>> start Recorded data

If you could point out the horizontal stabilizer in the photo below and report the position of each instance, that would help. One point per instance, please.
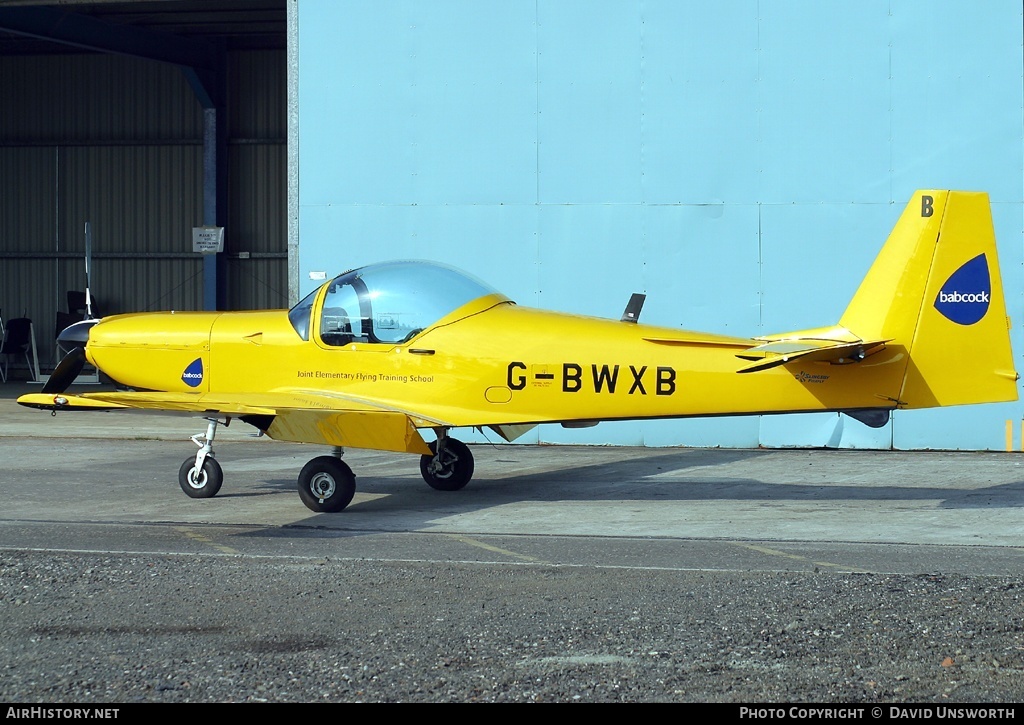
(777, 352)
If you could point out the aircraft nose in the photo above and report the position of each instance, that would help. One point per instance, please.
(76, 335)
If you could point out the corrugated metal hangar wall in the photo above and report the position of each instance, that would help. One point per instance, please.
(117, 141)
(741, 162)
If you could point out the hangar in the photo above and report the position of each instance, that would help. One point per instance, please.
(738, 162)
(142, 120)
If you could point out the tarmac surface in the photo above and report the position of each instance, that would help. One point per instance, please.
(98, 494)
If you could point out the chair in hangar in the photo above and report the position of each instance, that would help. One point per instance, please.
(16, 338)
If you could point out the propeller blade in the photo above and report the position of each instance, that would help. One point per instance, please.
(66, 372)
(77, 334)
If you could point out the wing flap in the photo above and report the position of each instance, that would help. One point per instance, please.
(378, 430)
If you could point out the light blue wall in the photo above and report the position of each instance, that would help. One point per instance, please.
(740, 162)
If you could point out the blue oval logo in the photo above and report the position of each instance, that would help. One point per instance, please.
(964, 299)
(193, 377)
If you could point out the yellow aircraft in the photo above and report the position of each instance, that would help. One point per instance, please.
(378, 354)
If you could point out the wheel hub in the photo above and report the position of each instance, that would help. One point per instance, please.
(322, 485)
(197, 478)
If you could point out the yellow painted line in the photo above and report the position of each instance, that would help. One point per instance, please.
(496, 550)
(796, 557)
(208, 542)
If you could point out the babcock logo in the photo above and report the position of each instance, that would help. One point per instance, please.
(193, 377)
(964, 299)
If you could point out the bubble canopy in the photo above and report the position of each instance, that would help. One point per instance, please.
(390, 302)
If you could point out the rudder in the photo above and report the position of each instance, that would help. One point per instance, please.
(935, 290)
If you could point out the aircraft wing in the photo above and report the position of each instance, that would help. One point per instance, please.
(297, 416)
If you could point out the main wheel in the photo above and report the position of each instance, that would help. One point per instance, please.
(450, 471)
(201, 484)
(327, 484)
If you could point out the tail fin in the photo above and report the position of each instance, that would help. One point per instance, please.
(935, 291)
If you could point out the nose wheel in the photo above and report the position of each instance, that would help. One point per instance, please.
(201, 475)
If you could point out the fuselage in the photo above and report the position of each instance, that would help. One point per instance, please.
(489, 361)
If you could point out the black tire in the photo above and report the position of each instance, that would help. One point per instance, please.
(327, 484)
(455, 469)
(206, 483)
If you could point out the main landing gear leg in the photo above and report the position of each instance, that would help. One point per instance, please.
(327, 484)
(451, 465)
(201, 475)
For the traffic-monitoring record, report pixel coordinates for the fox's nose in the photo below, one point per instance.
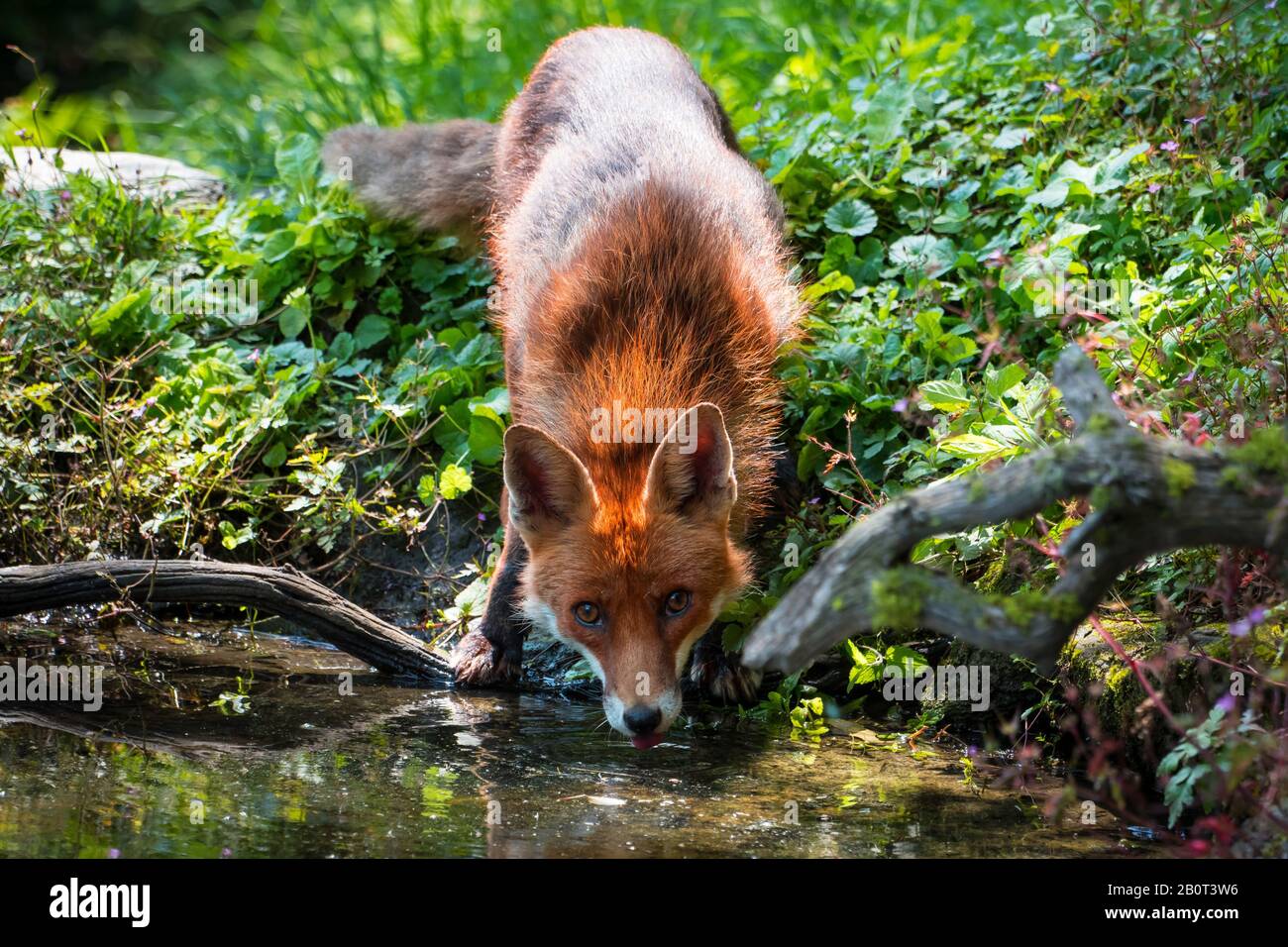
(642, 719)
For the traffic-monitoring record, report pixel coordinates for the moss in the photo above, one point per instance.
(1022, 607)
(898, 596)
(1179, 476)
(1265, 455)
(1100, 424)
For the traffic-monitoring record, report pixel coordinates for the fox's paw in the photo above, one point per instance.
(478, 663)
(722, 677)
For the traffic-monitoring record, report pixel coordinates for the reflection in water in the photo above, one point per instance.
(394, 771)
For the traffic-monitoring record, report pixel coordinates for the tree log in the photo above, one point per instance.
(1150, 495)
(281, 591)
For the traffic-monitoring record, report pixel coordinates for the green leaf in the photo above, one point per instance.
(372, 331)
(275, 455)
(291, 322)
(944, 394)
(922, 254)
(850, 217)
(454, 480)
(296, 161)
(1010, 138)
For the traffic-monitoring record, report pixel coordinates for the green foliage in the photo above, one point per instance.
(154, 410)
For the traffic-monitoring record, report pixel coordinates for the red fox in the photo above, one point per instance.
(644, 294)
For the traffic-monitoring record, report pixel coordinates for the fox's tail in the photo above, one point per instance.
(439, 176)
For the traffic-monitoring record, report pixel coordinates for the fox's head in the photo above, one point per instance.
(630, 581)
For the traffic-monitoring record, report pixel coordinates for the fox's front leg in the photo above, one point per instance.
(720, 676)
(492, 654)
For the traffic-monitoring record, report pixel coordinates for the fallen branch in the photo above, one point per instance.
(286, 592)
(1150, 495)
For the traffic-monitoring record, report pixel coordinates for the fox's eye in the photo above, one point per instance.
(587, 613)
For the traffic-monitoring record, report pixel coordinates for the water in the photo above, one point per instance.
(286, 766)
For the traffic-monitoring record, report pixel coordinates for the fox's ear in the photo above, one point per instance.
(548, 486)
(692, 470)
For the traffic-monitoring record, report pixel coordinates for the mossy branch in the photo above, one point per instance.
(1150, 495)
(25, 589)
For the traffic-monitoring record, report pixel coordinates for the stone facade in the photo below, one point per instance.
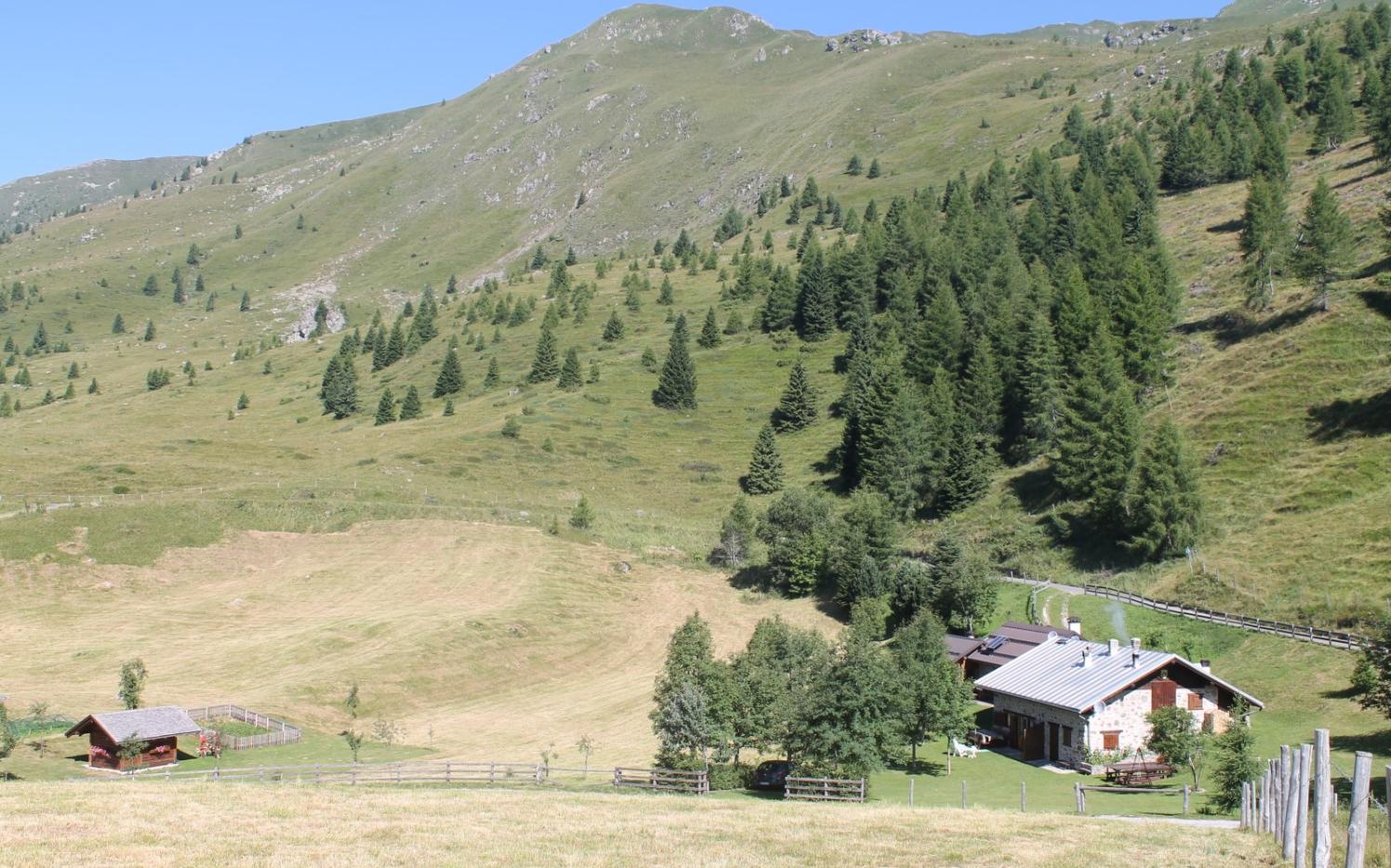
(1123, 716)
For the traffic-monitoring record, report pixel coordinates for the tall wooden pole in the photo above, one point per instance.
(1321, 796)
(1358, 809)
(1303, 825)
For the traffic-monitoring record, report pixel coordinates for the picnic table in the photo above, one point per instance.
(1130, 773)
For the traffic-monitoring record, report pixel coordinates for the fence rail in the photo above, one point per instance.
(278, 732)
(662, 779)
(825, 789)
(364, 772)
(1334, 638)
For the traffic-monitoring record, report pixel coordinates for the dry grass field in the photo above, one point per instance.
(480, 640)
(288, 825)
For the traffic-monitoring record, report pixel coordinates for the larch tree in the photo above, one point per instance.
(1164, 504)
(1324, 243)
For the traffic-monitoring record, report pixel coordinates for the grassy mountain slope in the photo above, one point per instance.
(662, 118)
(41, 196)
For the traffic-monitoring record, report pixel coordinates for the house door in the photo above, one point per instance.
(1034, 743)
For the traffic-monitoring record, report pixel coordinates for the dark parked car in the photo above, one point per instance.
(773, 775)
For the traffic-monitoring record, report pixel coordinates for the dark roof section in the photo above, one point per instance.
(1013, 638)
(159, 722)
(961, 646)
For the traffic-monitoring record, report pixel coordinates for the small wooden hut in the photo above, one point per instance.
(154, 730)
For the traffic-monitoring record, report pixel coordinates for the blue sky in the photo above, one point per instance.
(152, 77)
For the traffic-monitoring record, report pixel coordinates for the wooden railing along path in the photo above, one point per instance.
(364, 772)
(278, 732)
(825, 789)
(675, 781)
(1334, 638)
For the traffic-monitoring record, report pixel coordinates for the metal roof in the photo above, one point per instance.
(1053, 674)
(159, 722)
(960, 646)
(1013, 638)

>> end Recorded data

#### Work instructions:
Repeat, without changes, every line from the one that contains "for the dry" through the final line of the data.

#### Full solution:
For the traffic-monitoring record, report pixel coordinates for the dry grass field in the photo above, one point per instance.
(480, 640)
(288, 825)
For the traffic-monitoring record, report pixel coordinates for the larch tree in the photo above, one point per instance.
(1164, 504)
(1324, 243)
For the traffic-monitoring record, report pixel coordinates for the grassy mountain slope in the photo above, one point per instance.
(662, 118)
(41, 196)
For the traffic-monitoring record, report pixel coordinates for the house door in the photo above, one point per instance.
(1034, 743)
For the traffic-monitoring record, report pixel coordinates for the dark parked car in the photo above, one point per instance.
(773, 775)
For the traffic-monitoring record, report pixel coordinates for the dark roof section in the photo above, one point per instance.
(1013, 638)
(159, 722)
(961, 646)
For the traffic-monitoring record, report pixel coordinates for the small wooden hut in the photo above, one point per instance.
(154, 730)
For the traffic-monitoring record, report pixel coordinates for the blue sky in the photo above, one point per instance.
(152, 77)
For the traffic-monitoring record, report pixel coordinates for the wooden railing along path in the photo above, one point per instance.
(364, 772)
(278, 732)
(825, 789)
(675, 781)
(1334, 638)
For the traffic-monitoring record, report pixel coordinates for the metal roof in the photo above, one point per instance.
(1053, 674)
(159, 722)
(960, 646)
(1013, 638)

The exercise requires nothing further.